■ Obiettivo
Secondo la pagina sugli obblighi legali per i siti amatoriali, qual è l'unica condizione che la pubblicazione deve rispettare?

■ Pagina
_ _ _ _

«Sono un privato, non ho partita IVA, non sono giornalista. Sto per pubblicare
un sito. Ci sono obblighi legali? C'è tanta confusione nelle informazioni sul
Web». Non sono più in molti a porsi questi problemi, ma è bene fare chiarezza.
Diciamo subito che chiunque voglia pubblicare un sito web amatoriale, per
farlo non deve sottostare ad alcun obbligo di legge. Lo stesso vale per un forum
o un blog. Si tratta di manifestazioni del pensiero garantite dall'articolo 21
della Costituzione: "Tutti hanno diritto di manifestare liberamente il proprio
pensiero con la parola, lo scritto e ogni altro mezzo di diffusione".
L'unica condizione, posta da un insieme di norme che risalgono alla metà del
XX secolo, è che la pubblicazione non sia "periodica", cioè che non
esca - e non sia prevista l'uscita - a intervalli regolari.

_ _ _ _

■ Materiale estratto
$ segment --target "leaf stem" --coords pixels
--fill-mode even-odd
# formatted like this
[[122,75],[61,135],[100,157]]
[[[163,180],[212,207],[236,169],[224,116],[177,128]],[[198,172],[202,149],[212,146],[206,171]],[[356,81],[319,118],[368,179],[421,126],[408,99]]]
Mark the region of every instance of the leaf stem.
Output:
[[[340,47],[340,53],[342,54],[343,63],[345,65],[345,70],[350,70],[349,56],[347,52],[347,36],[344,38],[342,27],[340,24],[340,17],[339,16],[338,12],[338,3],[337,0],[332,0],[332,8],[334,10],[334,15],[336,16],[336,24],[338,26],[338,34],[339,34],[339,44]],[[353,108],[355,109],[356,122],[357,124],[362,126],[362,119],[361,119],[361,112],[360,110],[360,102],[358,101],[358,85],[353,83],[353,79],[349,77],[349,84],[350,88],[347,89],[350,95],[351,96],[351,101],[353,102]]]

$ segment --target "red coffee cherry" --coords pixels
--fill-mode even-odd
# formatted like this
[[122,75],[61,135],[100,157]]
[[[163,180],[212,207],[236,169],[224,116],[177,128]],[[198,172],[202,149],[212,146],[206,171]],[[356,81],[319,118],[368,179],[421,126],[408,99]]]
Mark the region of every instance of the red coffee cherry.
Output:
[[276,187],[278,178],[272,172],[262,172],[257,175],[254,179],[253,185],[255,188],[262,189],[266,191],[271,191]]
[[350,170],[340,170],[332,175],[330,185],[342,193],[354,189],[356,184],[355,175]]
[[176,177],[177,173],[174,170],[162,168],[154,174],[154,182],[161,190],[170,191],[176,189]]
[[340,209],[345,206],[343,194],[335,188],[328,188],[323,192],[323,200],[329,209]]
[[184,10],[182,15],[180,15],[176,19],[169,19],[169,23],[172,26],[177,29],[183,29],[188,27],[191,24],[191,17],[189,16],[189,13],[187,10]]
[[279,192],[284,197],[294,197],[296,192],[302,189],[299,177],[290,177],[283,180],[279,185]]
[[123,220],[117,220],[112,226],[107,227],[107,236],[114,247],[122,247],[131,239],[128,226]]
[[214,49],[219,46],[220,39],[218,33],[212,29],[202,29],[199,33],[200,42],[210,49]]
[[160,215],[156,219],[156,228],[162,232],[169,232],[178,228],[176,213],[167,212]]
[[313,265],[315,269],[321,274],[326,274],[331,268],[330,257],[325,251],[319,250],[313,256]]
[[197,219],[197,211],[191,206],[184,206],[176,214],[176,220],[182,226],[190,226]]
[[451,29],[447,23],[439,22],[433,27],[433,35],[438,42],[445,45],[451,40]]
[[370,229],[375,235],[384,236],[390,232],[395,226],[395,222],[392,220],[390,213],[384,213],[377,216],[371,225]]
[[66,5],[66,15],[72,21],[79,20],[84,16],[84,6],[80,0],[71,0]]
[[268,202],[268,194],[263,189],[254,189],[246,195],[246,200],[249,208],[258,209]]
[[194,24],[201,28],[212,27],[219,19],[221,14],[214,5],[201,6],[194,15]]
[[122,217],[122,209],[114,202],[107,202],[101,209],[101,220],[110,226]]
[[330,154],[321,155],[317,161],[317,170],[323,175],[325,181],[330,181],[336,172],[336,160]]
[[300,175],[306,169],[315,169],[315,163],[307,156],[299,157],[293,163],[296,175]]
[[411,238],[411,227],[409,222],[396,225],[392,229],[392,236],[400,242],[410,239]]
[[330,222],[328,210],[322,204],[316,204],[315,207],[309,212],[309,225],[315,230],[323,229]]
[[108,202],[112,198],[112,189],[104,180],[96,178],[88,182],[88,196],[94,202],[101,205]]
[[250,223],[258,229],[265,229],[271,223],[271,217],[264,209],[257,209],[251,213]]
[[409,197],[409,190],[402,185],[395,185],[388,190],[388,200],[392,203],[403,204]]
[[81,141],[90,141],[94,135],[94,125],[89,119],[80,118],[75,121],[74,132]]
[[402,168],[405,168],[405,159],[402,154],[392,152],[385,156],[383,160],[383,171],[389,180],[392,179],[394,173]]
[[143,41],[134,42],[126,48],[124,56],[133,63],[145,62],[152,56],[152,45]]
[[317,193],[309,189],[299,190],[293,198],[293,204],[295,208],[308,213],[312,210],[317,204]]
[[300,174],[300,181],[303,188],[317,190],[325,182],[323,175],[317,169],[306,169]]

_ _ _ _

■ Risultato esercizio
La pubblicazione non deve essere periodica: non deve uscire, né essere prevista l'uscita, a intervalli regolari.